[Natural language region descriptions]
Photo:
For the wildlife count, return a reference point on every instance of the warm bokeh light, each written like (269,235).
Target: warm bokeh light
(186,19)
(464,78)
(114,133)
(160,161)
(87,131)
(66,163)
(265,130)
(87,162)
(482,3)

Aim of the task. Could you transcribe the records in full, exactly?

Problem solution.
Photo:
For the wildlife count, return a reference point on every instance of the warm bokeh light, each written like (269,235).
Target: warm bokeh light
(186,19)
(464,78)
(114,133)
(160,161)
(87,131)
(66,163)
(265,130)
(87,162)
(482,3)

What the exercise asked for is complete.